* _Exercise_: Go through the entries below, count every line with the string "chandelier", and answer with only that number.

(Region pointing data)

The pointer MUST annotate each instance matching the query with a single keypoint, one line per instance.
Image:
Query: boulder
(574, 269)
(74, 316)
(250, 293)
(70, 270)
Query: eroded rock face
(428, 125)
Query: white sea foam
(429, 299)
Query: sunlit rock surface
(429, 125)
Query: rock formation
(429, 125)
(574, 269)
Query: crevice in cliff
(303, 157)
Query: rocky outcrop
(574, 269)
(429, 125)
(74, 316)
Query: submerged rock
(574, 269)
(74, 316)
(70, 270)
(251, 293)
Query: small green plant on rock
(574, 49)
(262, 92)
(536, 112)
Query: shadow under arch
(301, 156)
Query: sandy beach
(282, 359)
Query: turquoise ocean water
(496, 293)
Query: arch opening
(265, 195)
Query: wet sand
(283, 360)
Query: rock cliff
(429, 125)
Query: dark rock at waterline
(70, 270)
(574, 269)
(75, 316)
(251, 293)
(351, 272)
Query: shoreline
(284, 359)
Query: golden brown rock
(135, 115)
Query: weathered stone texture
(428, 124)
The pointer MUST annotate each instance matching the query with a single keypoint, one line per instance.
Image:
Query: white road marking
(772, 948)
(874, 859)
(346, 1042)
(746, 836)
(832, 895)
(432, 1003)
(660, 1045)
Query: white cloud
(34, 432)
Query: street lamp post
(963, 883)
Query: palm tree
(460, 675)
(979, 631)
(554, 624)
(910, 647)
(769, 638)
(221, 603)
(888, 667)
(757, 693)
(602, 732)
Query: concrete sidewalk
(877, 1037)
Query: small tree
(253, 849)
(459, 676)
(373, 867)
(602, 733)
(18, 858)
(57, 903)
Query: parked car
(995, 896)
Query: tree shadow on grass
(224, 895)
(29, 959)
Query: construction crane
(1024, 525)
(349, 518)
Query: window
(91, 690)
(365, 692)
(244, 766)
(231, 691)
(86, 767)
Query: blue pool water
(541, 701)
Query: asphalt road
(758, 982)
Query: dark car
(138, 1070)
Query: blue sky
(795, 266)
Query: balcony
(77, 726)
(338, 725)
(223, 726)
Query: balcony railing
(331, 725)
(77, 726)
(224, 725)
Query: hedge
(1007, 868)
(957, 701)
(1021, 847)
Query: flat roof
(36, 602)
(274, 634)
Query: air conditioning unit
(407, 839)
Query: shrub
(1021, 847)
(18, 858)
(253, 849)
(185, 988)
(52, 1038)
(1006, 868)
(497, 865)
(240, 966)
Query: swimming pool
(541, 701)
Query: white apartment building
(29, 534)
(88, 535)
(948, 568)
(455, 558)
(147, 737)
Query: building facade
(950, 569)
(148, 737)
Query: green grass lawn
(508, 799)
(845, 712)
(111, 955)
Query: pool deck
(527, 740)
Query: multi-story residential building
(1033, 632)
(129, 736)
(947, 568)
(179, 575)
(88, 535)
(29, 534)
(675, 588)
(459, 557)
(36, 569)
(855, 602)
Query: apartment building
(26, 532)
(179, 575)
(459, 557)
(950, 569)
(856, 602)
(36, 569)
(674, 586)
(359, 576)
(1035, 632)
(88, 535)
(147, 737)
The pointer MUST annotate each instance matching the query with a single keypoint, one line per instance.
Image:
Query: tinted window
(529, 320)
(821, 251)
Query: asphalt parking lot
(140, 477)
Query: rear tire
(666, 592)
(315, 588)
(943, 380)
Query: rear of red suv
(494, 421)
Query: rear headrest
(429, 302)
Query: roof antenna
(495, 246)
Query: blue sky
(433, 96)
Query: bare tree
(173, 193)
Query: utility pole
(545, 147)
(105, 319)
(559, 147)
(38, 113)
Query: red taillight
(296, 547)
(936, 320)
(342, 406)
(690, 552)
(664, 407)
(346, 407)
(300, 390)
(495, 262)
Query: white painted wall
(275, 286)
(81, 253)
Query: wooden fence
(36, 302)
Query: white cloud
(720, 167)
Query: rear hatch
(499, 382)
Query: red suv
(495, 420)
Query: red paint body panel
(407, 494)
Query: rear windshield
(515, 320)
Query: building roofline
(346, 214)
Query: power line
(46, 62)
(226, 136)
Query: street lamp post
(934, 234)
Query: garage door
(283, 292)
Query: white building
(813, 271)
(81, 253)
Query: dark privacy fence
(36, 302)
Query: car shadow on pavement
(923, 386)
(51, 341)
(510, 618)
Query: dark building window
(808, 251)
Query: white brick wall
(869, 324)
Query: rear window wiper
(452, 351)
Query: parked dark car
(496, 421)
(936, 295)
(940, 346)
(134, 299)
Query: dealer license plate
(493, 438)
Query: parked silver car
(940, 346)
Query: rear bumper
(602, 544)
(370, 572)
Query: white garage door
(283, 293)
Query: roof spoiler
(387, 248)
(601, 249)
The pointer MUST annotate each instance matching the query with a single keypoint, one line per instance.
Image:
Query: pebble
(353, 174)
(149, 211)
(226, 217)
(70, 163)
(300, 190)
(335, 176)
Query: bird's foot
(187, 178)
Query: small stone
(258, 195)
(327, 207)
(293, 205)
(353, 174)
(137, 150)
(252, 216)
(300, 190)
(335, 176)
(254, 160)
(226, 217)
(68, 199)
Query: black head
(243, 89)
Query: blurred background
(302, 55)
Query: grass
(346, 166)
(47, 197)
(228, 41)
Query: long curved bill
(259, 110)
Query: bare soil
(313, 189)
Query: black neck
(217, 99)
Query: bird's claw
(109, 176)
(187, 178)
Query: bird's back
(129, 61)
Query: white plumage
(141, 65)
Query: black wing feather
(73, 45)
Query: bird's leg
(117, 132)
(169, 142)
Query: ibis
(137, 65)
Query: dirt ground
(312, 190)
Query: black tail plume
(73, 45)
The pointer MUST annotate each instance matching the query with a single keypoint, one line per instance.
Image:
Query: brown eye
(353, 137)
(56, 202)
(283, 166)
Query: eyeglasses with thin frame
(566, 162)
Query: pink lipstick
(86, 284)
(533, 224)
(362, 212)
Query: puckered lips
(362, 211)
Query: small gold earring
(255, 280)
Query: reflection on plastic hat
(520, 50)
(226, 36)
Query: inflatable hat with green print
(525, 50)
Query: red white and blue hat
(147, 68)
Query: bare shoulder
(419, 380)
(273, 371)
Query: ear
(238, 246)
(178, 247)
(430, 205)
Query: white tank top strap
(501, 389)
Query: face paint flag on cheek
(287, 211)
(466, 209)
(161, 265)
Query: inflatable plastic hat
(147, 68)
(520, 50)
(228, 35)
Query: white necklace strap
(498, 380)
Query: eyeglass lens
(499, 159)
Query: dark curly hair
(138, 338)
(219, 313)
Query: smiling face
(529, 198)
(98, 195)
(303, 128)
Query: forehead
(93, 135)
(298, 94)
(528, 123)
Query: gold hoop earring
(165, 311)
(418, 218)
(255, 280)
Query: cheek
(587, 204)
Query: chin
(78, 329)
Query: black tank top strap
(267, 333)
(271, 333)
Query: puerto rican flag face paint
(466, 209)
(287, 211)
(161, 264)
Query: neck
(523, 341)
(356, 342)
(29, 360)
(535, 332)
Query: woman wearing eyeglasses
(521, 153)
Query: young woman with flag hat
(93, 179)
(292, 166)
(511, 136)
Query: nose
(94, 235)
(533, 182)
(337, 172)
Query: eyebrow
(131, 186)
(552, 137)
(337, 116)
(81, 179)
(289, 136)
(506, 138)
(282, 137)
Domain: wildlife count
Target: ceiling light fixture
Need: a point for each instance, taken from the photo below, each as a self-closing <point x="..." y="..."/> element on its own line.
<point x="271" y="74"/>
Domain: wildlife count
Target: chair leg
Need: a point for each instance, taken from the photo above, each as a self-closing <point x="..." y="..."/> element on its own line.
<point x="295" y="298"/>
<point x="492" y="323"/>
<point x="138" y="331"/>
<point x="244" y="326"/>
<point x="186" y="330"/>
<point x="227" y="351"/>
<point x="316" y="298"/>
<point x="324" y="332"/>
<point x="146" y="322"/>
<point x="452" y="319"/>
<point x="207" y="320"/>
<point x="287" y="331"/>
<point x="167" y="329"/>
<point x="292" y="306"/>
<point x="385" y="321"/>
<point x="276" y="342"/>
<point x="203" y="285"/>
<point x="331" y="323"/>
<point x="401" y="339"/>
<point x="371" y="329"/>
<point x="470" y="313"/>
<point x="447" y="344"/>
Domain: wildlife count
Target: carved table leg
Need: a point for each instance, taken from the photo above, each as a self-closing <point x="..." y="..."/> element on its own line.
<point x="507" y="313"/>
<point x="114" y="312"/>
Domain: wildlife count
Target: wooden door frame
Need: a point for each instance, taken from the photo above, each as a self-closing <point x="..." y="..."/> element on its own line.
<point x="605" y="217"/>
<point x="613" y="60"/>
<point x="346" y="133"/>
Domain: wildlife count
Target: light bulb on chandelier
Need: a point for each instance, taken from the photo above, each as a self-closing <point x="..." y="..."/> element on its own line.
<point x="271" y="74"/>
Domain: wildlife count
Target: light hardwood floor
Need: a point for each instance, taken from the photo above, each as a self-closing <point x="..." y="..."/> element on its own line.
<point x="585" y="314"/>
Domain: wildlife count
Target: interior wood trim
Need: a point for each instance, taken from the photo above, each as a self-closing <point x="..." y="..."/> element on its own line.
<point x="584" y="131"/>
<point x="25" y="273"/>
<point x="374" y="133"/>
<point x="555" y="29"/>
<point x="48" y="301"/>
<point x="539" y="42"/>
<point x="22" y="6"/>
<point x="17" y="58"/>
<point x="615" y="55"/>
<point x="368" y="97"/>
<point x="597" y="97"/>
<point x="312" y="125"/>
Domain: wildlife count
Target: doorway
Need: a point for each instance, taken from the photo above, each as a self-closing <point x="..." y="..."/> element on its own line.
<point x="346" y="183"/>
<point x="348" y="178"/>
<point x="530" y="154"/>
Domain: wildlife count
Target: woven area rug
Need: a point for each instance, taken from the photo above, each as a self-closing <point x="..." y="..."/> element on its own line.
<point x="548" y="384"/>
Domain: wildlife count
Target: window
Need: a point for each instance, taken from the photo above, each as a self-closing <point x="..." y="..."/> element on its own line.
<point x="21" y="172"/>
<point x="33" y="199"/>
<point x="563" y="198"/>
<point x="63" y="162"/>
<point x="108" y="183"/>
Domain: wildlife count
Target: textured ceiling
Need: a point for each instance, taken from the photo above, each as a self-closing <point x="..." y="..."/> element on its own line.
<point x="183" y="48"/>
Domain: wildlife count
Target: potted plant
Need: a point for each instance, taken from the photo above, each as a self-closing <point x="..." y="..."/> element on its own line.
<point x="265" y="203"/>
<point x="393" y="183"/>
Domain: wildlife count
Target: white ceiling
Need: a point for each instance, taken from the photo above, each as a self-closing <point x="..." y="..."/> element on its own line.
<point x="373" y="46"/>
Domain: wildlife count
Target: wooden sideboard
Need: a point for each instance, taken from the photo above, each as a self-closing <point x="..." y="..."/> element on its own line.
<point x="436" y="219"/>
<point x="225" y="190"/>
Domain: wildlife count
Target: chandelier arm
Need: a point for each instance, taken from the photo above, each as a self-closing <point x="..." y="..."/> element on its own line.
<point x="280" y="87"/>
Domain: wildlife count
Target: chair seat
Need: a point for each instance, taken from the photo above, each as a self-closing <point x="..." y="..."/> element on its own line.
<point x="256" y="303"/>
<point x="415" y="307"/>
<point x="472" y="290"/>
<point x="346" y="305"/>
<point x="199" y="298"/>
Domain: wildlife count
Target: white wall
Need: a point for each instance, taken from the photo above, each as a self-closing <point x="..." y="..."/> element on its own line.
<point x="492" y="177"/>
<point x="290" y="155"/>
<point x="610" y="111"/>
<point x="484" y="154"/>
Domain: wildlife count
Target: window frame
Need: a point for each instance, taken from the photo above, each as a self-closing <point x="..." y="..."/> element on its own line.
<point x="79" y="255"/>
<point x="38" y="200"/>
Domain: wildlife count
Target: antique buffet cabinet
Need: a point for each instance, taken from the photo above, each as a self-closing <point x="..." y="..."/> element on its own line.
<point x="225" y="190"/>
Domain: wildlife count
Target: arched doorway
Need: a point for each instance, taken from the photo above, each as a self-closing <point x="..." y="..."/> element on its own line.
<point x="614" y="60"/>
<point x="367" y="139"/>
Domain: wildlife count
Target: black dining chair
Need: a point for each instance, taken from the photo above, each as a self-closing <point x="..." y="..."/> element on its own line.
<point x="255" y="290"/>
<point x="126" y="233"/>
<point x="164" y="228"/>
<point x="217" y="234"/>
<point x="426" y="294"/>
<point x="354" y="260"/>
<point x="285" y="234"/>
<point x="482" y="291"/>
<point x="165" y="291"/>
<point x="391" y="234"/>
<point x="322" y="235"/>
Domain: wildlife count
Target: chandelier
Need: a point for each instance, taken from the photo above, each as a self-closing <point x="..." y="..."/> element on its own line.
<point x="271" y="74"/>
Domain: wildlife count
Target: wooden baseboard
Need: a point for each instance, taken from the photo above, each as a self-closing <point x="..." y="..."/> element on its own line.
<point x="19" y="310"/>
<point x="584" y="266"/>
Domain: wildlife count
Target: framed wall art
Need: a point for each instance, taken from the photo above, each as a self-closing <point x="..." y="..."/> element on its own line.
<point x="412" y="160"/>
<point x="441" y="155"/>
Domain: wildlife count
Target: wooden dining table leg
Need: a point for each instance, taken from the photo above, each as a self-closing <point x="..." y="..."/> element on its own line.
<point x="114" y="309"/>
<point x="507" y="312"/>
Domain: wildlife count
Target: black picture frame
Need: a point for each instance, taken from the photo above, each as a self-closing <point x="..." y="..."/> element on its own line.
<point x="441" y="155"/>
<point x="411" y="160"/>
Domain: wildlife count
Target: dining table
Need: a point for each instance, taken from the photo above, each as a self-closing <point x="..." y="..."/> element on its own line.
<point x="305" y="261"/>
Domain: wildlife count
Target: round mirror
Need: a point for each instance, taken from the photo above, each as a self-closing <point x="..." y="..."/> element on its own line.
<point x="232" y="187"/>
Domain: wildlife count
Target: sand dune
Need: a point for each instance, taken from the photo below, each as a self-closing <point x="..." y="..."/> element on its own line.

* _Finished exercise_: 3